(Source data)
──────

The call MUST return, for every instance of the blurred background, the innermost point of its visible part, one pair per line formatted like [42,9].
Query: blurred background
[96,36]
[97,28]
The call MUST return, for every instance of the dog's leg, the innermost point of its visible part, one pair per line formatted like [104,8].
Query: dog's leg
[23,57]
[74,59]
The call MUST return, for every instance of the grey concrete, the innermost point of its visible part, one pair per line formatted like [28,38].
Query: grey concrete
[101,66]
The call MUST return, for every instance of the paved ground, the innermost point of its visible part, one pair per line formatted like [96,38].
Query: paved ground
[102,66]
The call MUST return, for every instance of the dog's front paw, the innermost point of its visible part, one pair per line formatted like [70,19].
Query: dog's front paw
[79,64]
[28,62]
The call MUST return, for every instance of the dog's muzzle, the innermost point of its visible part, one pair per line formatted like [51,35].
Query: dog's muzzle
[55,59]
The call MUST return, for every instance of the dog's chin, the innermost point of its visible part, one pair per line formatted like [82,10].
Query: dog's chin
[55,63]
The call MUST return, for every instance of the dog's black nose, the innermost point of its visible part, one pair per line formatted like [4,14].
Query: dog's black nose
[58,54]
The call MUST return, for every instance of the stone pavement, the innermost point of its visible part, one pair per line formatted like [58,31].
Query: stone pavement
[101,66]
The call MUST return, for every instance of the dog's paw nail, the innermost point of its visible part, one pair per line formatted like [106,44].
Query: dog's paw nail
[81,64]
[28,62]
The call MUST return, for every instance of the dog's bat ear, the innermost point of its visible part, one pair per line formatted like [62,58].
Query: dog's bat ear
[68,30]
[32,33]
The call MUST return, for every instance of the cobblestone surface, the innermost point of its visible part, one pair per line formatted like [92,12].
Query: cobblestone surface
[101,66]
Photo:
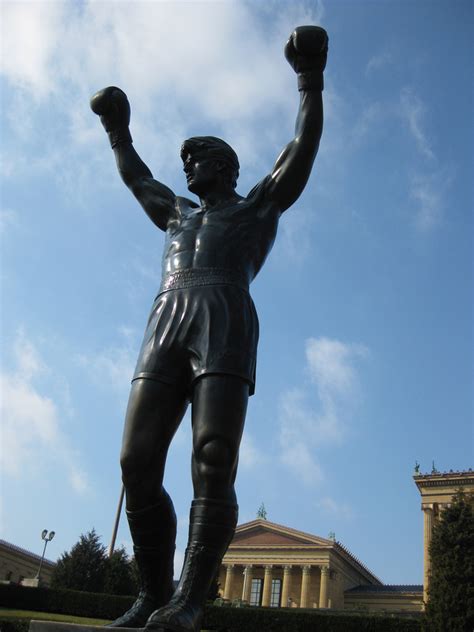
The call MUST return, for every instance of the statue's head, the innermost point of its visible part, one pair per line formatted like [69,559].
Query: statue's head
[215,151]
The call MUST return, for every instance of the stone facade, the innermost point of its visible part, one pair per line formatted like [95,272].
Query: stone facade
[18,565]
[437,490]
[272,565]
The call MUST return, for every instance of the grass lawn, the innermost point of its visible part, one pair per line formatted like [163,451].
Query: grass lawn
[49,616]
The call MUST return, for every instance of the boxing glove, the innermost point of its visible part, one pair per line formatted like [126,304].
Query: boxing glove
[112,105]
[306,51]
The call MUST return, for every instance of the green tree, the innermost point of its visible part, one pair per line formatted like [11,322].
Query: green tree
[120,578]
[450,605]
[84,567]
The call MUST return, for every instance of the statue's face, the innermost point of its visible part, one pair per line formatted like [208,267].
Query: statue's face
[201,173]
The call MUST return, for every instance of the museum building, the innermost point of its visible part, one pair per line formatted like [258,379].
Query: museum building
[268,564]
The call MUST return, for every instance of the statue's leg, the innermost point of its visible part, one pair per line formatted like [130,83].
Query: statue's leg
[153,415]
[219,407]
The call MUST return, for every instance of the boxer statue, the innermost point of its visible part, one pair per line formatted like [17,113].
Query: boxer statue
[200,343]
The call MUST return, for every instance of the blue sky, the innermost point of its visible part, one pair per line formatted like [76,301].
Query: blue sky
[365,303]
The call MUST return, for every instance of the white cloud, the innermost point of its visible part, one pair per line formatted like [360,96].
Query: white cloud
[249,454]
[162,54]
[31,424]
[334,508]
[367,120]
[330,365]
[112,367]
[428,191]
[413,112]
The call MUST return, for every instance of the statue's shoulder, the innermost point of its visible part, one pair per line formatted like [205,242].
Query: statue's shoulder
[185,205]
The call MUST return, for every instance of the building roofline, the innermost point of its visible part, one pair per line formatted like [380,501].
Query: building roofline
[19,549]
[387,588]
[313,540]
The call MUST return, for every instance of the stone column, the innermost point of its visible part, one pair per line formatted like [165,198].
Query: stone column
[286,586]
[229,579]
[323,589]
[248,576]
[305,586]
[428,515]
[267,586]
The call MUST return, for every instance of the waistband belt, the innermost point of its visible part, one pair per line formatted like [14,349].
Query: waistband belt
[196,277]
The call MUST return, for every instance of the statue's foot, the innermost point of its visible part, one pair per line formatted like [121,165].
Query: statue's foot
[175,617]
[138,614]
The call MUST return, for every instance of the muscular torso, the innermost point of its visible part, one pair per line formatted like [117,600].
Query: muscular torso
[236,235]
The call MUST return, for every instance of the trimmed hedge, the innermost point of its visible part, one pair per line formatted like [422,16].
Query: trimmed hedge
[81,604]
[222,618]
[227,619]
[14,625]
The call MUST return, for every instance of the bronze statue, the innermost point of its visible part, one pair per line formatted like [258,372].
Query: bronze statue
[200,343]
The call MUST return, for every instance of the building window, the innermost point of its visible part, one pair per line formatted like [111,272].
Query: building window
[256,592]
[276,593]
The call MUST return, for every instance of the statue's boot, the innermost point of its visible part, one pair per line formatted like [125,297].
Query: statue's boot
[153,533]
[212,526]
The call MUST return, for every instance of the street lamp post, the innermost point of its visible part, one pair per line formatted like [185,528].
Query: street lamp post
[47,538]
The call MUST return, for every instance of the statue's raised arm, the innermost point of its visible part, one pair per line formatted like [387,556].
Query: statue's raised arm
[158,201]
[306,51]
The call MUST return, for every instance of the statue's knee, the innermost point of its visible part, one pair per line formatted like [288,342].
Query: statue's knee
[130,466]
[215,454]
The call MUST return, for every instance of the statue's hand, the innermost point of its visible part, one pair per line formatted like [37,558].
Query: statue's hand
[112,105]
[306,51]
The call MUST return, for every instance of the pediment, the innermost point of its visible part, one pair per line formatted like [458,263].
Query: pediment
[264,533]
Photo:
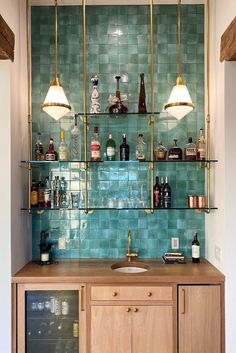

──────

■ ASSIGNMENT:
We ask that the entries above be copied exactly, with the pictures omitted.

■ RESULT OF THE TASK:
The call MUST return, for every instance of the blurred background, the innermost point of its visible part, one pair per line formatted like [42,9].
Query: blurred background
[96,36]
[97,28]
The call MUST return, for every instance of the dog's leg, the innermost point of its visible part, one pair per line formatted like [104,8].
Query: dog's leg
[23,57]
[74,59]
The call MUST return, for every instance of the grey concrete, the innermost point of its visible part, one pair per line formatted like [28,38].
Query: grey concrete
[101,66]
The call MUST return, for every instance of the paved ground, the innermost point of its visible part, one pair per line formatted like [96,38].
Query: paved ground
[102,66]
The call MUST return, for every instance of the dog's front paw, the innermost point of its visible part, one pair per line formatted like [70,19].
Query: dog's front paw
[79,64]
[28,62]
The call MUST return, for every instance of the dog's muzzle, the innermost point of its visible part, one pair per line formatted like [51,35].
Query: dog's muzzle
[55,59]
The call MUST return, for every instance of the dog's chin, the innermost point of its visible part, one pair per line formatted like [82,10].
Query: dog's chin
[55,63]
The call MUST return, for every instance of the dog's black nose, the innermost point of its visible part, one pair per line formatted like [4,14].
Query: dog's black nose
[58,54]
The call MUST return, for every instance of the stone pavement, the innermost point of its visible part, one pair per line formatted like [58,31].
Query: stone pavement
[101,66]
The call MUST return, for every instance of the dog's paw nail, the innermost point of its visible part, one pair per line formatted like [106,44].
Query: dog's paw nail
[81,64]
[28,62]
The call MUST return, for every instance of the dog's bat ear, the innermost point of its visible part, one pair per line formatted like [62,58].
Query: dog's bat ear
[68,30]
[32,33]
The call MUST return, for every instance of the cobblestone surface, the innermost point of its visible part, one pair per line formatted like [92,12].
Query: cobblestone surface
[101,66]
Photo:
The call MUST return, for every instance of the statue's head, the innermost point of its visible part, one pair per line formatted like [69,559].
Query: statue's head
[215,151]
The call MUST return, for every instance of the stone facade, the innermost point of its visible part, one pair per line formatted like [95,272].
Query: stone facade
[18,565]
[437,490]
[272,565]
The call MUST return, for every instance of the grass lawn, the innermost point of its visible part, one pair per line formatted like [163,451].
Query: grass lawn
[49,616]
The call MUST return, for every instance of the boxing glove, the innermost point of its visible part, one pair per line formatted like [126,304].
Query: boxing glove
[112,105]
[306,51]
The call MUST return, for every instance of the green tree, the innermost point of its visible part, one pair per line formatted like [11,322].
Query: green tree
[120,578]
[450,605]
[84,567]
The call MUST return, for every instance of the statue's face, the innermost point of its visible part, one pair per line formatted like [208,267].
Query: statue's face
[201,173]
The call MUST return, for every instance of the museum building, the innermost point of its visible part, one pair per line formatted like [258,379].
Query: museum building
[268,564]
The call MUST return, for every instance of the statue's leg, the innermost point of its visible part, one pair per line formatted like [130,83].
Query: statue's leg
[153,415]
[219,407]
The call MUST return, for every instance of the boxer statue, the innermost point of its visible part, one pair per line formatted like [17,113].
Query: boxer statue
[200,343]
The call MUST return, for every instance of the blue sky, the innermost point of its visible part, one pair per line formatted like [76,301].
Query: blue sky
[365,303]
The call MUST return, for every instance of the white cloud, the innermost point of its visible part, one pair per line formatted like [360,96].
Query: white cloud
[249,454]
[162,54]
[31,424]
[334,508]
[367,120]
[330,365]
[112,367]
[428,191]
[413,112]
The call MUST return, for every instance of the statue's shoulder, the innermost point of its visible part, one pair per line formatted like [205,242].
Query: statue's shoulder
[185,205]
The call MUST return, for every instance of the building roofline, the innermost point of its visible part, one pair per line formatted like [380,501].
Query: building roofline
[19,549]
[387,588]
[313,540]
The call MUST return, for every instance of the stone column, the innermost point of its visible part, one pair per line formatted like [165,198].
Query: stone column
[286,586]
[229,579]
[323,589]
[248,576]
[305,586]
[428,515]
[267,586]
The call MUST return, for every instance of the waistband belt, the innermost point of its visible part, one pair per line formatted like [14,349].
Query: waistband belt
[196,277]
The call MUST return, for every instance of the statue's foot, the innermost point of its visible part, one pair per line formatted like [121,165].
Query: statue's foot
[175,617]
[138,614]
The call MUST return, for every instance of the muscular torso, the innermost point of its visible part, one pair per line formatted like [117,600].
Query: muscular torso
[236,235]
The call MUST return, for every instance of the trimmed hedge, the innermost point of its visible part, one pair per line formatted like [422,16].
Query: trimmed hedge
[81,604]
[222,618]
[227,619]
[14,625]
The call MUST return, for every instance of the bronze statue, the innermost point of its visible part, one pair per line formatted like [258,372].
Query: bronze statue
[200,343]
The call MUST return, for every instance of the building window, the innermost point of its visible part, one pair per line formatted like [111,272].
Query: building window
[256,592]
[276,593]
The call MUST return, for every instance of the statue's boot, the innermost point of its visible part, one pair per line formatted like [125,297].
Query: statue's boot
[153,533]
[212,526]
The call MUST return, for every instance of the street lamp post, the innermost point of its visible part, one pair per line formatted like [185,528].
Query: street lamp post
[47,538]
The call MUST return, for every instance of the statue's raised arm, the innermost point of its visible part, one pair per line formatted like [387,556].
Query: statue's raised arm
[158,201]
[306,51]
The call MUST return, for every instance of the statue's knee, the innermost point of its visible part, one pair per line formatted like [288,342].
Query: statue's knee
[130,466]
[215,454]
The call MUST return, for every instance of the statue's hand, the innermost point of its visible part, one pair per line formatted like [37,558].
Query: statue's hand
[112,105]
[306,51]
The call MUST return, for every instance of the pediment, the innermost point of its visible part, one pair per line formatted like [458,263].
Query: pediment
[264,533]
Photo:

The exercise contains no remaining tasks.